Check every line of the data below for the string "detect", and copy the ones that hold it.

[Data items]
^^^^^^^^

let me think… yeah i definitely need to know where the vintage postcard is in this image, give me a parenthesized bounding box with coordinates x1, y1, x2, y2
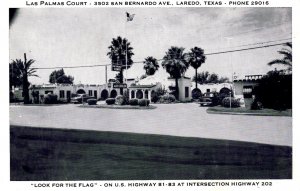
(3, 0, 299, 190)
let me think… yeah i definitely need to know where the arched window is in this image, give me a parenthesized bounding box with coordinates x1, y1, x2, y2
(136, 90, 143, 99)
(131, 90, 135, 99)
(145, 90, 149, 99)
(100, 89, 109, 100)
(110, 89, 117, 98)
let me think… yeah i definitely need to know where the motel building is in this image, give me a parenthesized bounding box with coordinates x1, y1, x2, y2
(24, 74, 192, 103)
(232, 74, 263, 108)
(128, 75, 192, 102)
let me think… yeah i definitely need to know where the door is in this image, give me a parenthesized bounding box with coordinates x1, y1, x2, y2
(67, 91, 71, 103)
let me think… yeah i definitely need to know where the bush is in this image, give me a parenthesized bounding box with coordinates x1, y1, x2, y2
(222, 97, 240, 108)
(129, 98, 139, 106)
(151, 94, 160, 103)
(105, 98, 115, 105)
(44, 94, 58, 104)
(254, 72, 291, 110)
(138, 99, 150, 106)
(159, 94, 176, 103)
(115, 95, 126, 105)
(251, 99, 263, 110)
(87, 98, 97, 105)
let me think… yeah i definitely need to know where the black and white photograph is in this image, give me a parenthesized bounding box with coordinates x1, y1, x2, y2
(9, 6, 293, 182)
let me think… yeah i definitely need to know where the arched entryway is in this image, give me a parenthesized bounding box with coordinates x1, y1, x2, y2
(100, 89, 109, 100)
(192, 88, 202, 99)
(136, 90, 143, 99)
(219, 87, 231, 96)
(76, 89, 86, 94)
(110, 89, 117, 98)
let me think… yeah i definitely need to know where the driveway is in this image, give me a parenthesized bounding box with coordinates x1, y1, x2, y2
(9, 103, 292, 146)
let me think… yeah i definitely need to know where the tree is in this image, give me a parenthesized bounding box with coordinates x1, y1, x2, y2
(268, 42, 292, 71)
(107, 36, 134, 95)
(193, 71, 229, 84)
(49, 69, 74, 84)
(162, 46, 189, 99)
(254, 70, 292, 110)
(9, 61, 23, 90)
(10, 53, 38, 104)
(143, 56, 159, 76)
(186, 47, 206, 89)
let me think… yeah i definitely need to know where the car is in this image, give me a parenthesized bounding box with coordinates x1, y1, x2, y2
(71, 94, 94, 104)
(199, 92, 220, 106)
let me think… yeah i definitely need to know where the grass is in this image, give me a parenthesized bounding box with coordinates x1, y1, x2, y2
(10, 125, 292, 180)
(207, 106, 292, 116)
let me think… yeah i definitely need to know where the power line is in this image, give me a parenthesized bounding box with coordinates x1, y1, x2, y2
(32, 41, 291, 70)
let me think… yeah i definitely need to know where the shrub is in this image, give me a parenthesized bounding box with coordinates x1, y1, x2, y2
(159, 94, 176, 103)
(105, 98, 115, 105)
(129, 98, 139, 106)
(151, 93, 160, 103)
(87, 98, 97, 105)
(138, 99, 150, 106)
(115, 95, 126, 105)
(44, 94, 58, 104)
(251, 99, 263, 110)
(222, 97, 240, 108)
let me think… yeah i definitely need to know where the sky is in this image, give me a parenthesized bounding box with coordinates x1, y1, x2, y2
(9, 7, 292, 85)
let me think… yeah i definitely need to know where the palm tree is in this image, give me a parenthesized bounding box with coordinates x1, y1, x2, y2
(10, 53, 38, 104)
(268, 42, 292, 71)
(107, 36, 134, 95)
(186, 47, 206, 89)
(143, 56, 159, 76)
(162, 46, 189, 100)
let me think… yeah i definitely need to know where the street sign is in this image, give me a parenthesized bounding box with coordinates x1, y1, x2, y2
(112, 65, 121, 71)
(113, 83, 127, 88)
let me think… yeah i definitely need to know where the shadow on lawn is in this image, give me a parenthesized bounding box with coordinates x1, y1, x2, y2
(10, 125, 292, 180)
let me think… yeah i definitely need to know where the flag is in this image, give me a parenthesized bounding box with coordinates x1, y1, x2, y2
(126, 12, 135, 22)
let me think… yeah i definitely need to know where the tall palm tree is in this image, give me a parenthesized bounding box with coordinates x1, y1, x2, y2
(143, 56, 159, 76)
(268, 42, 292, 71)
(162, 46, 189, 100)
(186, 47, 206, 89)
(107, 36, 134, 95)
(10, 53, 38, 104)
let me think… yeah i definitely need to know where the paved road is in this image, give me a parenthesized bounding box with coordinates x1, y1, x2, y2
(10, 103, 292, 146)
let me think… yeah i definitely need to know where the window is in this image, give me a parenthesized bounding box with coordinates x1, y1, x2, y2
(45, 90, 53, 94)
(206, 89, 210, 93)
(89, 90, 93, 96)
(94, 90, 97, 98)
(59, 90, 65, 98)
(185, 87, 189, 98)
(243, 86, 253, 98)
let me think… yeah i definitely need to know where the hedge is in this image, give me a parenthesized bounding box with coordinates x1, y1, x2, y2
(105, 98, 115, 105)
(87, 98, 97, 105)
(129, 99, 139, 106)
(138, 99, 150, 106)
(222, 97, 240, 108)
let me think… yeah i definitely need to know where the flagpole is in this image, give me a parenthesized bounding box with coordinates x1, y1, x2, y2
(125, 13, 128, 87)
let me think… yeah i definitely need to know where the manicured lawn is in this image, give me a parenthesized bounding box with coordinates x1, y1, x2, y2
(207, 106, 292, 116)
(10, 125, 292, 180)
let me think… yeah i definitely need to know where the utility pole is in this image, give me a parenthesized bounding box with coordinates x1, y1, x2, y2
(105, 65, 107, 84)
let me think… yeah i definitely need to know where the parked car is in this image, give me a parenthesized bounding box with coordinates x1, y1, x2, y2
(71, 94, 94, 104)
(199, 92, 220, 106)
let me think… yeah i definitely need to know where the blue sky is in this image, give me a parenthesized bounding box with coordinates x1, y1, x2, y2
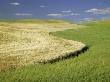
(0, 0, 110, 22)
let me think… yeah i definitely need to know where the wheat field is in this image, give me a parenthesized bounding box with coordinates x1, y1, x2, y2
(0, 21, 86, 70)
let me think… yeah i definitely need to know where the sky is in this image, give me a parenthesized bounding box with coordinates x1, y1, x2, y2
(0, 0, 110, 22)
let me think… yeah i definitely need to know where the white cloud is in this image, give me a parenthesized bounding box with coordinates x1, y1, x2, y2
(47, 13, 64, 17)
(40, 5, 46, 8)
(70, 13, 80, 16)
(61, 10, 80, 16)
(82, 18, 94, 21)
(47, 12, 80, 18)
(15, 13, 32, 16)
(85, 7, 110, 15)
(61, 10, 72, 13)
(107, 7, 110, 10)
(10, 2, 20, 6)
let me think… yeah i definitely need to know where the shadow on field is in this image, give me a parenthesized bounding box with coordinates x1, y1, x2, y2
(40, 46, 89, 64)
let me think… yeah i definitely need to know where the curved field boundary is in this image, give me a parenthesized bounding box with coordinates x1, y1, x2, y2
(0, 22, 86, 70)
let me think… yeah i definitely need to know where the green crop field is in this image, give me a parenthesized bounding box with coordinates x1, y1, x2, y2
(0, 20, 110, 82)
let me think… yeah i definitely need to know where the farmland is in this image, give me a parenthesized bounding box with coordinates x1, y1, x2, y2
(0, 20, 110, 82)
(0, 20, 85, 70)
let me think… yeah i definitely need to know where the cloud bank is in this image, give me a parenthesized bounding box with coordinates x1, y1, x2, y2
(40, 5, 46, 8)
(47, 10, 80, 18)
(85, 7, 110, 15)
(47, 13, 63, 17)
(10, 2, 20, 6)
(83, 18, 94, 21)
(15, 13, 32, 16)
(61, 10, 72, 13)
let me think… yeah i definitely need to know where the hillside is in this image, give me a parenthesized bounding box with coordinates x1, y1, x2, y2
(0, 20, 110, 82)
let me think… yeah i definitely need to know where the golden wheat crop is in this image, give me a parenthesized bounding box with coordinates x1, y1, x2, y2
(0, 22, 86, 70)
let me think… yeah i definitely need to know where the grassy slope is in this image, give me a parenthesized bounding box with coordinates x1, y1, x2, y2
(0, 20, 110, 82)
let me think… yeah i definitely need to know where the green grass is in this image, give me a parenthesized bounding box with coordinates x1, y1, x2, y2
(0, 20, 110, 82)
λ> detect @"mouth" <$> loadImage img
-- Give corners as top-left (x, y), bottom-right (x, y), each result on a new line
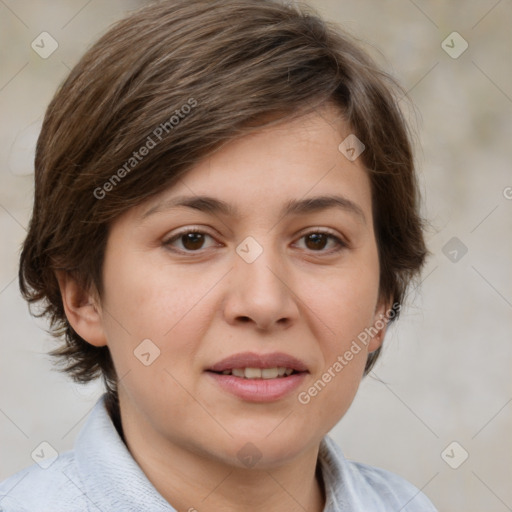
top-left (206, 351), bottom-right (309, 376)
top-left (208, 367), bottom-right (300, 379)
top-left (205, 352), bottom-right (309, 402)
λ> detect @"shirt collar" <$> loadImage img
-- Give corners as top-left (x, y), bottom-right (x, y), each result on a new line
top-left (318, 434), bottom-right (356, 511)
top-left (75, 394), bottom-right (348, 512)
top-left (74, 394), bottom-right (175, 511)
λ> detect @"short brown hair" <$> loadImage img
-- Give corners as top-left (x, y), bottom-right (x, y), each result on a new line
top-left (19, 0), bottom-right (427, 405)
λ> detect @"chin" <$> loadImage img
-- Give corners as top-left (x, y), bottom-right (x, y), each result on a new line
top-left (217, 431), bottom-right (317, 470)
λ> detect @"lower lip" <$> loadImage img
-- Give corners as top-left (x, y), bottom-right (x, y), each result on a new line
top-left (205, 371), bottom-right (307, 402)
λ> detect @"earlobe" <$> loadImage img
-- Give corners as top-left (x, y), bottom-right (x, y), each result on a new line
top-left (367, 301), bottom-right (392, 353)
top-left (55, 271), bottom-right (108, 347)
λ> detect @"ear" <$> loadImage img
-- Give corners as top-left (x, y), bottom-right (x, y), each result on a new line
top-left (55, 271), bottom-right (107, 347)
top-left (367, 299), bottom-right (393, 353)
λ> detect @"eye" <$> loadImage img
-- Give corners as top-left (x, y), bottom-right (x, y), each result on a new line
top-left (294, 229), bottom-right (346, 253)
top-left (163, 229), bottom-right (219, 252)
top-left (163, 227), bottom-right (346, 255)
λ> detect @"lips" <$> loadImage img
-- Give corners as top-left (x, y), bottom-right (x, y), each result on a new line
top-left (205, 351), bottom-right (307, 402)
top-left (205, 352), bottom-right (309, 401)
top-left (206, 351), bottom-right (309, 374)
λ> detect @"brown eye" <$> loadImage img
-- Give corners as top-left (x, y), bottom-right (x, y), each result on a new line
top-left (164, 230), bottom-right (217, 252)
top-left (295, 230), bottom-right (346, 253)
top-left (304, 233), bottom-right (329, 251)
top-left (181, 232), bottom-right (206, 250)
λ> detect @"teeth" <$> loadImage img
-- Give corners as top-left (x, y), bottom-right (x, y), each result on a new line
top-left (244, 368), bottom-right (261, 379)
top-left (261, 368), bottom-right (279, 379)
top-left (221, 367), bottom-right (296, 379)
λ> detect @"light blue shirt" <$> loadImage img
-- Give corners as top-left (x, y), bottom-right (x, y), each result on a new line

^^^^^^^^

Your solution
λ> detect @"mouth" <$> loadImage img
λ> detect @"shirt collar" <$> loadImage img
λ> detect @"short brown hair" <$> loadImage img
λ> detect @"chin" <$> loadImage img
λ> detect @"lower lip" <$> loadImage img
λ> detect @"earlobe" <$> loadImage img
λ> detect @"ear" <$> loadImage img
λ> detect @"eye" <$> loadImage img
λ> detect @"lips" <$> loadImage img
λ> detect @"brown eye" <$> loadImage img
λ> detect @"teeth" <$> loadImage img
λ> detect @"light blue shirt" <$> loadImage img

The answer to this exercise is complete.